TASK OBJECTIVE
Output each of the items below word for word, with no changes.

[A sequence of records]
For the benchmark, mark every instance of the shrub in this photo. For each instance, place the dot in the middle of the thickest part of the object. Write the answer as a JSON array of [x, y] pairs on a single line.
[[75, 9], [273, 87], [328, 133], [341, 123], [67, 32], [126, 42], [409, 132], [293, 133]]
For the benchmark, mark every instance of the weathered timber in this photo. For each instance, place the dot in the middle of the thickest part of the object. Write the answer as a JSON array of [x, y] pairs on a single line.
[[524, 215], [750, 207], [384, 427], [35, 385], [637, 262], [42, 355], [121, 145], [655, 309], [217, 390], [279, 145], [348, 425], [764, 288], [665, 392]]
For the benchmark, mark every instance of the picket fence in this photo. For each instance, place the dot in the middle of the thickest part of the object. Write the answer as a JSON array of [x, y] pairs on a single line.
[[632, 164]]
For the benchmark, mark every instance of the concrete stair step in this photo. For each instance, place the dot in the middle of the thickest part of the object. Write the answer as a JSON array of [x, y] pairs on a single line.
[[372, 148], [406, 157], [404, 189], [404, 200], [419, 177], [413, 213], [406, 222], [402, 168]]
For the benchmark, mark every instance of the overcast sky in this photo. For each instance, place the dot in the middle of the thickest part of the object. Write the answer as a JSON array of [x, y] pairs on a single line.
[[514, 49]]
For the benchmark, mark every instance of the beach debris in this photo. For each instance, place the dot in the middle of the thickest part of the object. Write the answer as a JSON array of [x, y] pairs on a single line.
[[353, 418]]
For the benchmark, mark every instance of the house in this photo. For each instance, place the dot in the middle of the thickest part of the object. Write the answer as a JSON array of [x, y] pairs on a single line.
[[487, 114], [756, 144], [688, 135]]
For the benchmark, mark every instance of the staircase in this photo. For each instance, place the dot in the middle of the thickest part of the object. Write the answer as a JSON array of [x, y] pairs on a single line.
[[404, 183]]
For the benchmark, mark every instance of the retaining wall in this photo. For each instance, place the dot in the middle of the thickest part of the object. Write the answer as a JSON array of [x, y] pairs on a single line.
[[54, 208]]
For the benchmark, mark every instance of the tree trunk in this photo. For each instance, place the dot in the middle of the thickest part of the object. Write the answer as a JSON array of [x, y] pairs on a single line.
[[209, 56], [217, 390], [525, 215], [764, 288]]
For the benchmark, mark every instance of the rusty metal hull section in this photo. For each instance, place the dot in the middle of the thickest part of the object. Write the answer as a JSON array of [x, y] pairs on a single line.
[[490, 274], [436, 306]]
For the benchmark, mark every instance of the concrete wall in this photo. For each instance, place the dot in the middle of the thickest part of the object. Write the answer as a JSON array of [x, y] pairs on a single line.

THE OUTPUT
For the benchmark, mark every instance of the shrub in this photo. For each instance, place the dot in the middle of the thickest part of the object. Write the answer as a JSON array of [x, y] pairs on a single line.
[[75, 9], [273, 87], [328, 133], [341, 123], [67, 32], [126, 42], [409, 132], [293, 133]]
For the benchmark, mark every instance of the weathered timber in this photo. For each instance, place the dot in the middle of the thickest part of the object. Write the answer as a JSON array of [x, y] pairs on a single line.
[[524, 215], [750, 207], [384, 427], [35, 385], [637, 262], [42, 355], [121, 145], [655, 309], [217, 390], [279, 145], [348, 425], [764, 288], [665, 392]]
For the benchmark, mark every instance of the picket fence in this photo. For each instance, place the dot in the middle of the thickest part of the object. Write the answer as a JSON array of [x, y] pairs on a single line.
[[632, 164]]
For the benchmark, mark every instance of the concrete stair step in this photo. For each instance, place the dot in the middle of the thickest part of the object. Write the answer as a JSON array of [x, y] pairs on a single line.
[[372, 148], [406, 157], [404, 189], [404, 200], [419, 177], [413, 213], [406, 222], [402, 168]]
For the benchmark, mark every instance of the overcast sky in this photo. For each instance, place the dot in the middle of the thickest part of the object. Write the answer as a JSON array of [x, y] pairs on a single line.
[[514, 49]]
For the benchmark, mark every instance of the beach debris in this photo. For each instance, place the dot in the middle of the thickest part of the object. Write the answer as a JSON array of [x, y] pairs on a single line.
[[353, 418]]
For the benchmark, mark every instance of the house in this photo. For each instance, place the dot in the middle of the thickest part of the object. Write the answer as a JSON array of [x, y] pairs on a single line.
[[487, 114], [756, 144], [688, 135]]
For the benchmark, mark every instance of the staircase in this photo. For each instance, place the dot in the middle of the thickest part of the object. Write the answer as a JSON array of [x, y] pairs on a single line.
[[404, 183]]
For the benchmark, mark every instance of the retaining wall in this photo. For each instance, place the dot in the middle of the thickest part of the object. Write the answer as a JSON array of [x, y] pairs on a single line.
[[54, 208]]
For the benchmark, mark every instance of the tree trunk in this photo. For each instance, place the dot in the middle of the thickest part of the object. Write the answer as a JSON array of [x, y] pairs on a single line.
[[209, 56], [217, 390], [525, 215], [764, 288]]
For the benchmark, mark every instance of the rusty metal hull section in this photo. For each instance, place the dot in the middle of the thickest part of the object. Write the answer as a JSON array of [x, y] pairs on a single line.
[[490, 274], [436, 306]]
For the benchmark, mark every instance of the concrete wall in this photo. For each instance, place the dot in the middle of the thickest part of the object. Write the answer as a JSON array of [x, y] pairs on a single line.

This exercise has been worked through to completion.